> _PASSAGE TO READ_
........

This is possibly the painting that Lucy Snow saw! She does not look that big though! |
Charlotte based the description on a real painting (by a now forgotten artist) that she had seen in 1842 in Brussels. Did she realize that she could have used a fairly recent Belgian innovation to help her calculate the Cleopatra's ``affluence of flesh''? Ghent-born Adolphe Quetelet in the 1830s developed an index to classify a person's weight relative to an ideal scale. Called the Quetelet Index, his method is still used today, though it was renamed the Body Mass Index (BMI) in the 1970s.
Adolphe Quetelet |
Charlotte could have seen Quetelet during her time in Brussels. She might have passed him on the street or in the park. She could have read about him in the newspaper, or heard about one of his periodic lectures. While she may not have thought about the Quetelet Index while in Belgium, Charlotte did show an interest in astronomy during her stay -- an interest that may have developed in discussions with Professor Heger at the Pensionnat.

........

> _INFORMATION SUPPLIED_
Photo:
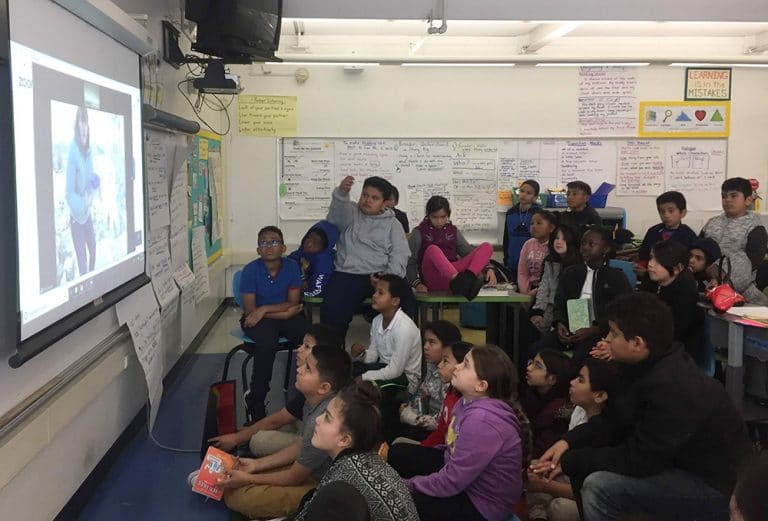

........

> _REQUEST_
Continue the piece about Charlotte and Adolphe Quetelet with one more paragraph that follows on from its last sentence.

> _REPLY TO THE TASK_
In one of her homework assignments for M. Heger -- a devoir titled ``The Immensity of God'' written in 1842 -- Charlotte starts out with a focus on the Deity but shifts to a scientific perspective. She name-drops seventeenth-century Dutch astronomer Christiaan Huygens (though not Quetelet), and refers to the telescope and the science of optics.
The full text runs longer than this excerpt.